Goal of the exercise
Reproduce word for word, with no changes, the stretch from the line containing "For every instance of the colorful" through the last line of the items.

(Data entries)
---------------

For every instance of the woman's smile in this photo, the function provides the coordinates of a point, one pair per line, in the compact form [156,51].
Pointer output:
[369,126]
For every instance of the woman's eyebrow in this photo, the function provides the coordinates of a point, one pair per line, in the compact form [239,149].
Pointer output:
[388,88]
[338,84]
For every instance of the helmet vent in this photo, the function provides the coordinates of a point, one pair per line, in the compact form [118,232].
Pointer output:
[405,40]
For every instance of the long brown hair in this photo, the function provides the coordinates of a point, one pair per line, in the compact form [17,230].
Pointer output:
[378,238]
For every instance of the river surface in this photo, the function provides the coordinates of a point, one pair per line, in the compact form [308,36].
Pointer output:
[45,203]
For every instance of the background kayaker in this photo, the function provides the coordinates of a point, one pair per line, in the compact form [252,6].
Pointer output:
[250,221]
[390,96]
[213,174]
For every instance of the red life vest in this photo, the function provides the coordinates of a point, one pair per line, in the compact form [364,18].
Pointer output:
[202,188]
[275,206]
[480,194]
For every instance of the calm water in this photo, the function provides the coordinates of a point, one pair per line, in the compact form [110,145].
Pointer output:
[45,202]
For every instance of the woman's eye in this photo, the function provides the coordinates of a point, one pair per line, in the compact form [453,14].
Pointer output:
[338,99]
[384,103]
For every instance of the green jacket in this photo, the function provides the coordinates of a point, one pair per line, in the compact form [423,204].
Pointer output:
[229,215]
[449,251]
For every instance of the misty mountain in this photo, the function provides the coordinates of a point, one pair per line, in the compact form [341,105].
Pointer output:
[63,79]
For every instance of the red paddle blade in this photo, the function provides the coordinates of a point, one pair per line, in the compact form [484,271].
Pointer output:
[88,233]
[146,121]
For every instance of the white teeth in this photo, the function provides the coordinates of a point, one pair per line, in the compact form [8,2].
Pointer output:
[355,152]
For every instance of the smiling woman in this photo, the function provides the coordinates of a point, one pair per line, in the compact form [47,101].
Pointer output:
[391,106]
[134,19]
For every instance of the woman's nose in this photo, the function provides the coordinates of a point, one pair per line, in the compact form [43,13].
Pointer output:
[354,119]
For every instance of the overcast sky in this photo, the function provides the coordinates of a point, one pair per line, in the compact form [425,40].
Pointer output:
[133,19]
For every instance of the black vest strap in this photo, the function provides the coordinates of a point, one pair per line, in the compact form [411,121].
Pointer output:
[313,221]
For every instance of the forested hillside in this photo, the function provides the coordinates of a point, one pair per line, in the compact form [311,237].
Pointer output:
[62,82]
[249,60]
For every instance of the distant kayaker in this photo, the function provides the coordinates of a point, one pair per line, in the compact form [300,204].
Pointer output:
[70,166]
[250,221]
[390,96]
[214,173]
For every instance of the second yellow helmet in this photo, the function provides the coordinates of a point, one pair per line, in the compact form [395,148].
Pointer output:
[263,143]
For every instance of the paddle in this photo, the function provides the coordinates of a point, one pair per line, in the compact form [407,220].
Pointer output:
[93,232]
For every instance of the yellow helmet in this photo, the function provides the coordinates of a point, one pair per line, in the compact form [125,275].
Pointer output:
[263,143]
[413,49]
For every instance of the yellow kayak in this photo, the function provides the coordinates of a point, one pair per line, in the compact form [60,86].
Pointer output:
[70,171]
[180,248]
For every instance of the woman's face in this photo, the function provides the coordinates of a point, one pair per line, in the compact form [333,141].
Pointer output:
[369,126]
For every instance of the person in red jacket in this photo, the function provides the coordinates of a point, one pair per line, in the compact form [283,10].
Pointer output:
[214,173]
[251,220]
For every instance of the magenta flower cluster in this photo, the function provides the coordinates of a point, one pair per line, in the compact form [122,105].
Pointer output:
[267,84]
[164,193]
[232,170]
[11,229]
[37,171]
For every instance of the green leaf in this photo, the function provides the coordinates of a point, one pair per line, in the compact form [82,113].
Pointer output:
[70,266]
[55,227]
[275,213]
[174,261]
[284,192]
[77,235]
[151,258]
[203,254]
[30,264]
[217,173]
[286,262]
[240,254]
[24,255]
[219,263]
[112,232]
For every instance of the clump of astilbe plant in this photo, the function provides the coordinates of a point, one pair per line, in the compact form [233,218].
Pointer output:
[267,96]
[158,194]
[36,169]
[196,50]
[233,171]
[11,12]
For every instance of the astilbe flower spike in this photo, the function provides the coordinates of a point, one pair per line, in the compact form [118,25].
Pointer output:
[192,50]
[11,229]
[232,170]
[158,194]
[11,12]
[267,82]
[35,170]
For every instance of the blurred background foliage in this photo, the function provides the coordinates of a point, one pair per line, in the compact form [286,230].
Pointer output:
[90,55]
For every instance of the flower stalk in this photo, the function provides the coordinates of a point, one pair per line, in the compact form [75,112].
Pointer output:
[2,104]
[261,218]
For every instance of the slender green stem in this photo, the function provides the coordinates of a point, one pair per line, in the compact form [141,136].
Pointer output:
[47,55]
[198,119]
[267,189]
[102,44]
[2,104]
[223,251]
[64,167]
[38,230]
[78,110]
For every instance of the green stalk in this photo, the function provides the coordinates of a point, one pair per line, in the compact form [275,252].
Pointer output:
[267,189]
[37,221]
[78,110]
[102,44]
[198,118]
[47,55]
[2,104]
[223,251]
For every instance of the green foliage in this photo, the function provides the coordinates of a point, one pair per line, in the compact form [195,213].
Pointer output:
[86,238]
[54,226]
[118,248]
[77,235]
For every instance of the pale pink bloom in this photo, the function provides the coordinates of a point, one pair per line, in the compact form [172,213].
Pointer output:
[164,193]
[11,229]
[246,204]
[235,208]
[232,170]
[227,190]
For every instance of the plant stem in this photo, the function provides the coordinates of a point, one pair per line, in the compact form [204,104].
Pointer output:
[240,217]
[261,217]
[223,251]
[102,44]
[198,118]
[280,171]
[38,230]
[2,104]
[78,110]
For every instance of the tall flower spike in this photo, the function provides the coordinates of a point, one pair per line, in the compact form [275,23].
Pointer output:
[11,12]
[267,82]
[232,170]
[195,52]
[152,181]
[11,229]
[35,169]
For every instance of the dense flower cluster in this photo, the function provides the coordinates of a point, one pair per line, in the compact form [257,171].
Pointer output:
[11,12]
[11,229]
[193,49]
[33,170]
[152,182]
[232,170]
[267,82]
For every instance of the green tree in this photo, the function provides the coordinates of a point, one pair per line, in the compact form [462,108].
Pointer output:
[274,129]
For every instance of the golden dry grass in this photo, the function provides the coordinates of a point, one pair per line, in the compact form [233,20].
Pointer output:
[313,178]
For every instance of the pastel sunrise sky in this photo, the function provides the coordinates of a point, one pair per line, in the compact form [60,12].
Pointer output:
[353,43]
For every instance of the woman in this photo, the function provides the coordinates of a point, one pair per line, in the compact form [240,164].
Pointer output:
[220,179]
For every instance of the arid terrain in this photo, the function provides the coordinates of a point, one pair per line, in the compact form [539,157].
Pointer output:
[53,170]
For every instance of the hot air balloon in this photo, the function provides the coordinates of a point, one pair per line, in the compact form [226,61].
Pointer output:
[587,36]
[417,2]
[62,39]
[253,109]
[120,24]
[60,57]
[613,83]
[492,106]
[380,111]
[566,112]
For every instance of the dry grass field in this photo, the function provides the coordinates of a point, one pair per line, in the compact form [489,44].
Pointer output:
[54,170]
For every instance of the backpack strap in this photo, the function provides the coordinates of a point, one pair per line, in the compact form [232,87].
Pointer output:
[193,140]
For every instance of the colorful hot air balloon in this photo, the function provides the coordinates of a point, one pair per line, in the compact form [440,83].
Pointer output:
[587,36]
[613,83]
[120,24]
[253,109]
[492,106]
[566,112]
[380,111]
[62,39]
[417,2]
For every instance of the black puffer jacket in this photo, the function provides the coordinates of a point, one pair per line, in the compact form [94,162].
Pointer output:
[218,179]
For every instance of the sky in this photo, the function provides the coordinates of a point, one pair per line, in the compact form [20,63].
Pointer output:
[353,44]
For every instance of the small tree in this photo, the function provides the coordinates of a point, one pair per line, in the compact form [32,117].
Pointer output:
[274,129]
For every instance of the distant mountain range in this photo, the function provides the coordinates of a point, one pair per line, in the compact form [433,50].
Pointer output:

---------------

Output below
For every instance of the colorful hot air balloon in this photo, the function provides the coordinates of a point, one pair per line, in the compact form [440,83].
Pointer output:
[587,36]
[613,83]
[120,24]
[253,109]
[492,106]
[566,112]
[380,111]
[62,39]
[417,2]
For every instance of the black puffer jacket in this photo, the function provides the coordinates of a point, one pair per line, in the compact form [94,162].
Pointer output:
[218,179]
For every instance of the sky in this photo, the function provides the coordinates of a point, one pair per line, in the compact form [20,63].
Pointer output:
[353,44]
For every instance of the small tree in this photo, the function provides the coordinates of a point, one pair per line, in the compact form [32,117].
Pointer output:
[274,129]
For every instance of the distant mountain range in this photo, the function provides the coordinates of a point, one pair per line, in the compact form [433,50].
Pointer output:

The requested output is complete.